## What the task asks
From the line that includes "Roster-mapping task: tag the dock walkway" to the last line of the data, quote each line precisely; both boundary lines belong in the answer.

## Records from a point labeling set

______________________________

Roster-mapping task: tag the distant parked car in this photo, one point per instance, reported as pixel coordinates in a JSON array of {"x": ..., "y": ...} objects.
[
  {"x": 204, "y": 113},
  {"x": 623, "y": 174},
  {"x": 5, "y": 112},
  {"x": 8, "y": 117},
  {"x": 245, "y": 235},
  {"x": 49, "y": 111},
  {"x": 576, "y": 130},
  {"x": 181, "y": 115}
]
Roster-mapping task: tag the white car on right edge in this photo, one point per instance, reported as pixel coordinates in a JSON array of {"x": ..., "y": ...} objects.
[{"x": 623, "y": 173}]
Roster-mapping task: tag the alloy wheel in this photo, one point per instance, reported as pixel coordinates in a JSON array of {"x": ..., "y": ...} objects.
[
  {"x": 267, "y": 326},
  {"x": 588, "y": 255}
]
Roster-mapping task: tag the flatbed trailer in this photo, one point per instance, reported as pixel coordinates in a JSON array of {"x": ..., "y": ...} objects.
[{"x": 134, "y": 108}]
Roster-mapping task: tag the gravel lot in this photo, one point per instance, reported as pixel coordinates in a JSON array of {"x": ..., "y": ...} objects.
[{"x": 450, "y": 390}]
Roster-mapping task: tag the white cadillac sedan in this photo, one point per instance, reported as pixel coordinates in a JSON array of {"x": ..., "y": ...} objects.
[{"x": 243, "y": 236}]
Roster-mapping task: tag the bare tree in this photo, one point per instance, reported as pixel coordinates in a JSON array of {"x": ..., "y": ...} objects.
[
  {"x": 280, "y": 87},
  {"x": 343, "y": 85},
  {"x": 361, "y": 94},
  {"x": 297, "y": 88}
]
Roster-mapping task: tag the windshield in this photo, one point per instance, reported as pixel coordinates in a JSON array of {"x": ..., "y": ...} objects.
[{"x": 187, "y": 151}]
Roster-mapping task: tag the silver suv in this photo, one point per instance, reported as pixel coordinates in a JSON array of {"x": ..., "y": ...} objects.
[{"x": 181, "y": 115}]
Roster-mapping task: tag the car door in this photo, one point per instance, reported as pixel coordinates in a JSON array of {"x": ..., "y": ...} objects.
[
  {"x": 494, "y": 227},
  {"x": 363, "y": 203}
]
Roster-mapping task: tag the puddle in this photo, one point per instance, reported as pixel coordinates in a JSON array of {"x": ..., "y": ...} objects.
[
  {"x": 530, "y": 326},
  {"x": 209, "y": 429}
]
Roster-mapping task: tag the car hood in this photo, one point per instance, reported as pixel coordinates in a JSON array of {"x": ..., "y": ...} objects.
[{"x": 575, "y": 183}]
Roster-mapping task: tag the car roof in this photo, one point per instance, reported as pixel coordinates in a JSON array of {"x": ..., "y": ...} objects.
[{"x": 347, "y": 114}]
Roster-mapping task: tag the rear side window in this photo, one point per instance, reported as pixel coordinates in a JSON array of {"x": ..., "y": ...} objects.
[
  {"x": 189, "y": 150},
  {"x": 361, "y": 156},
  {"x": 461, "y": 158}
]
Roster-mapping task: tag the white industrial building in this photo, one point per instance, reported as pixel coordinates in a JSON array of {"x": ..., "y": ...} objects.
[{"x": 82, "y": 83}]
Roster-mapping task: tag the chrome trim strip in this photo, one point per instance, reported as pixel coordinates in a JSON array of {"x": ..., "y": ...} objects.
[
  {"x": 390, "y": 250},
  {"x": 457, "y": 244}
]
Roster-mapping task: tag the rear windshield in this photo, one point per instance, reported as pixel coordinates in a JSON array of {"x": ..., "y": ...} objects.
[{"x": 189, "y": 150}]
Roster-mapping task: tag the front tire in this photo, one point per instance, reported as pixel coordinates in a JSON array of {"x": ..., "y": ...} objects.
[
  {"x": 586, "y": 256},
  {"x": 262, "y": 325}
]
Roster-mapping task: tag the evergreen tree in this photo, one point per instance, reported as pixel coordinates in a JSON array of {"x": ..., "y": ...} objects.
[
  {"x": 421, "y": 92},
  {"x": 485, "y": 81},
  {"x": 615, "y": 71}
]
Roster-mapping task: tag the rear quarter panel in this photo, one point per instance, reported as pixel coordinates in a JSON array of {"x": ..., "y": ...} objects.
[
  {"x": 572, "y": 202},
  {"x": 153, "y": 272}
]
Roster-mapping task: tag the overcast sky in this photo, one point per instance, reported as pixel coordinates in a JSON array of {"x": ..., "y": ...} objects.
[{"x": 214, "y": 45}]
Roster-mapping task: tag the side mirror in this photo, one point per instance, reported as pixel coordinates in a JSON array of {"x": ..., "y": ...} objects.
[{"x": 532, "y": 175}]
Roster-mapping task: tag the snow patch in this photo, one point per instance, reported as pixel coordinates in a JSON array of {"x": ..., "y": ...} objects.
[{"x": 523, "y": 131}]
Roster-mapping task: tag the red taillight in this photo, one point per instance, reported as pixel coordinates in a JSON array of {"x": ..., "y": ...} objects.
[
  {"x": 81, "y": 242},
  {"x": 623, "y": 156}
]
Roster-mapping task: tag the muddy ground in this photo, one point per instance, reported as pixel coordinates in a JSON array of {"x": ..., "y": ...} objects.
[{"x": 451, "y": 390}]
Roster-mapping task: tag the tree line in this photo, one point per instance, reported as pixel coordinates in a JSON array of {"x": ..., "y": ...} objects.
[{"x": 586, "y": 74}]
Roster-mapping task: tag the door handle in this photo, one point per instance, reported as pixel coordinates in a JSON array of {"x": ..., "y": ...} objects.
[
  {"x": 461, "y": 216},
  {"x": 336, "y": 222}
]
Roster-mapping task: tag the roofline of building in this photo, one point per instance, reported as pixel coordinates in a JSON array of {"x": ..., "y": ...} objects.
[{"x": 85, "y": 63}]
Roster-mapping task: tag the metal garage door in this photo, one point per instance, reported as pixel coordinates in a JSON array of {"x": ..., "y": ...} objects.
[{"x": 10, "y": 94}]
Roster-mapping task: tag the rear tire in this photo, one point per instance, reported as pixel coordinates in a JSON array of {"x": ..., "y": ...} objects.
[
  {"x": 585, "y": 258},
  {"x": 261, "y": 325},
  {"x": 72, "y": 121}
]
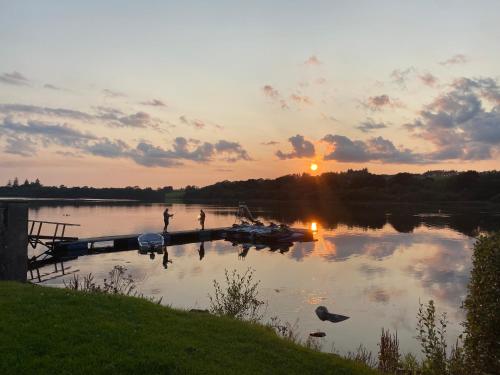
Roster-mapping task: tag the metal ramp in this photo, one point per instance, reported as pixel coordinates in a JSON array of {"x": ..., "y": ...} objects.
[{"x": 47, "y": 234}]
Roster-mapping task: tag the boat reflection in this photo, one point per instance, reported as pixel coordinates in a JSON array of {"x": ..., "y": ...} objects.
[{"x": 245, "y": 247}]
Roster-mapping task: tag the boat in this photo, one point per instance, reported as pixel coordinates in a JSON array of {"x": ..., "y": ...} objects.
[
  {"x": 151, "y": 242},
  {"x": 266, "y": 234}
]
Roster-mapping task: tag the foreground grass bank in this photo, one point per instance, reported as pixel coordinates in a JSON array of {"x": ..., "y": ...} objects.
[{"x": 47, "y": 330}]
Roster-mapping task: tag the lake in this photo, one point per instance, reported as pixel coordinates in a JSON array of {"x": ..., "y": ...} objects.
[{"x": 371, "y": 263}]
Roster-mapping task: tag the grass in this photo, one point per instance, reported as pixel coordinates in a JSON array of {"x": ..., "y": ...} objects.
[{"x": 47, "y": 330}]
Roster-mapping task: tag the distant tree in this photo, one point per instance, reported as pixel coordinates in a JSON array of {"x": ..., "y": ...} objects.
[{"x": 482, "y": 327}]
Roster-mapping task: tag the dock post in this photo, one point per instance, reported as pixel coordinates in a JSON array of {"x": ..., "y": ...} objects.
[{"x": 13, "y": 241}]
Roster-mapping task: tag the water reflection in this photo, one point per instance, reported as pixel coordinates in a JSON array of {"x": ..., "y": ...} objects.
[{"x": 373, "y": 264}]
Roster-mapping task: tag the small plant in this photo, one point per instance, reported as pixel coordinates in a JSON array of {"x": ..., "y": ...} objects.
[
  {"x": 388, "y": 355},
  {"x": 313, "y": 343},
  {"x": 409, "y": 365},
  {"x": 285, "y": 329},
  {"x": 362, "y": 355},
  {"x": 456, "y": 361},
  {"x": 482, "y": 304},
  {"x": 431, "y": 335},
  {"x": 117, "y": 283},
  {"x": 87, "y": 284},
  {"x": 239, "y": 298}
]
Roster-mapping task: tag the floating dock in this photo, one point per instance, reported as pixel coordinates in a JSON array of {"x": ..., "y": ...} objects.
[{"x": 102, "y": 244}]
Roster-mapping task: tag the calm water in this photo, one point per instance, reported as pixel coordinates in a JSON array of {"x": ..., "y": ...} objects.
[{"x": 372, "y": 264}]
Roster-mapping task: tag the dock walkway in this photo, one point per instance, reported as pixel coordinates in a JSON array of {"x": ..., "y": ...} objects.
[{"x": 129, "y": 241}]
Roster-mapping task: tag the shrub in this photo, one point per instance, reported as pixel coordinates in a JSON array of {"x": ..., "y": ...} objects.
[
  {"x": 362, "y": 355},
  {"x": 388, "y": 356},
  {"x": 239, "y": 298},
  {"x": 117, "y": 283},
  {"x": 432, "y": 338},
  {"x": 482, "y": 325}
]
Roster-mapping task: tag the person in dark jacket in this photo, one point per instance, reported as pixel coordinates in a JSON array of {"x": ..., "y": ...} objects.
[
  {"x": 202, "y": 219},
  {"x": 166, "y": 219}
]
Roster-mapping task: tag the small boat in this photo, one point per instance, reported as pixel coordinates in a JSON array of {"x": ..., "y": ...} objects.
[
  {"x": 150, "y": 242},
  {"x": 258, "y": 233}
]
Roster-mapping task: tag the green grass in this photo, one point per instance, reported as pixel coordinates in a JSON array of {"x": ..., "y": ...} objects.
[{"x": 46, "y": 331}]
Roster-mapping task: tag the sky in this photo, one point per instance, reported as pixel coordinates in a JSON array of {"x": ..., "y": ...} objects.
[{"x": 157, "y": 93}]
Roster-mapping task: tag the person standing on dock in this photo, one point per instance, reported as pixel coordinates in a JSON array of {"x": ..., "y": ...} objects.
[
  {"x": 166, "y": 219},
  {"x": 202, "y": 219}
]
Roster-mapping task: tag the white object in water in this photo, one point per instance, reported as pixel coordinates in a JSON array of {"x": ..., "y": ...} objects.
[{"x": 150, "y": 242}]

______________________________

## Final result
Roster-mapping task: tag the dock walkway in this photo, one point per instance, reported as pixel coordinates in a JSON array of {"x": ..., "y": ...} objects.
[{"x": 129, "y": 241}]
Roster-mapping task: tag the shrub in this photo, one point per instance, reported as pixel coordinates in a JSON array of {"x": ..., "y": ...} objects.
[
  {"x": 362, "y": 355},
  {"x": 388, "y": 356},
  {"x": 239, "y": 298},
  {"x": 117, "y": 283},
  {"x": 432, "y": 338},
  {"x": 482, "y": 325}
]
Roster-mapping task: tag the person in dark jacket in this photo, one point per instance, reported as pixel coordinates in a JSON array of {"x": ..., "y": ...} objects.
[
  {"x": 202, "y": 219},
  {"x": 166, "y": 219}
]
Roster-mapping task: tag the small boat in this photo, one point per instance, reported as pixel coordinates in a JSON array of {"x": ..., "y": ...} objects.
[
  {"x": 150, "y": 242},
  {"x": 258, "y": 233}
]
Roster-mapping task: tag the green grass in this photo, one point per instance, reported as pixel coordinates in a JSON array of {"x": ..., "y": ...} objects.
[{"x": 46, "y": 331}]
Roster-mapping task: tag the sky in this photo, one point per instance, reported as pixel coordinates in a JSON array of {"x": ..., "y": ...} objects.
[{"x": 157, "y": 93}]
Roster-mapping task: tag the person standing on dock in this photo, one point per instance, reported as pixel coordinates in a JSON array of {"x": ..., "y": ...} objects.
[
  {"x": 166, "y": 219},
  {"x": 202, "y": 219}
]
Roster-mapping task: tag the white object in water in this photo, one point per instance, reported as pixel coordinates in a JSON array of {"x": ..., "y": ...} objects.
[{"x": 150, "y": 242}]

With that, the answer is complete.